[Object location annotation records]
.....

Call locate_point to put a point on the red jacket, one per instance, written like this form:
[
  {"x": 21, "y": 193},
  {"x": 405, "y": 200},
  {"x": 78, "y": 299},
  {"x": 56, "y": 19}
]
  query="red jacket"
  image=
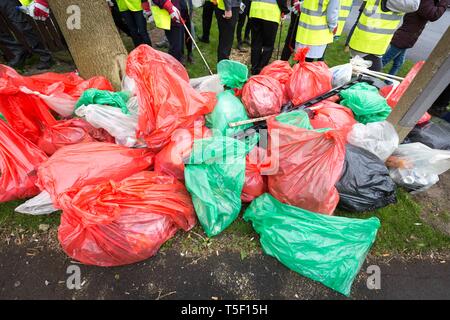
[{"x": 414, "y": 23}]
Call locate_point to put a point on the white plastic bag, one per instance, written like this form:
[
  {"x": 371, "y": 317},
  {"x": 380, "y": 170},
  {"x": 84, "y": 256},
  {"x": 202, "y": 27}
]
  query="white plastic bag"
[
  {"x": 61, "y": 103},
  {"x": 342, "y": 74},
  {"x": 416, "y": 166},
  {"x": 380, "y": 138},
  {"x": 39, "y": 205},
  {"x": 121, "y": 126},
  {"x": 207, "y": 84}
]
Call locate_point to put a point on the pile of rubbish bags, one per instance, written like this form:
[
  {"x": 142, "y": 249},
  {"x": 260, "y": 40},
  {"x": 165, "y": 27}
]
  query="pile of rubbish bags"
[{"x": 128, "y": 169}]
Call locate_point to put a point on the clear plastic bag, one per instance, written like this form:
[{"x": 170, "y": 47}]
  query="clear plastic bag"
[
  {"x": 207, "y": 84},
  {"x": 416, "y": 166},
  {"x": 380, "y": 138},
  {"x": 39, "y": 205},
  {"x": 341, "y": 74},
  {"x": 121, "y": 126}
]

.....

[Description of the task] Copy the lines of the records above without any changes, leaving out the pictures.

[Result of this exercise]
Call locate_point to put a point on the red jacket, one per instance, written like this form:
[
  {"x": 21, "y": 193},
  {"x": 405, "y": 200},
  {"x": 78, "y": 299},
  {"x": 56, "y": 19}
]
  query="red jacket"
  image=
[{"x": 414, "y": 23}]
Call locate_point to put a point on the white plastic bag, one per instance, written like this form:
[
  {"x": 371, "y": 317},
  {"x": 380, "y": 170},
  {"x": 84, "y": 256},
  {"x": 202, "y": 27}
]
  query="white plastic bag"
[
  {"x": 61, "y": 103},
  {"x": 342, "y": 74},
  {"x": 416, "y": 166},
  {"x": 380, "y": 138},
  {"x": 39, "y": 205},
  {"x": 121, "y": 126},
  {"x": 207, "y": 84}
]
Call locate_point to put a point on the pile of rubbish bags, one per instance, written like this form:
[
  {"x": 142, "y": 249},
  {"x": 260, "y": 40},
  {"x": 165, "y": 27}
]
  query="pile of rubbish bags"
[{"x": 128, "y": 169}]
Call locate_point to put a point on the clear plastic bag, one per instance, written like this form:
[{"x": 170, "y": 47}]
  query="clear plastic bag"
[
  {"x": 207, "y": 84},
  {"x": 416, "y": 166},
  {"x": 380, "y": 138},
  {"x": 39, "y": 205},
  {"x": 341, "y": 74},
  {"x": 121, "y": 126}
]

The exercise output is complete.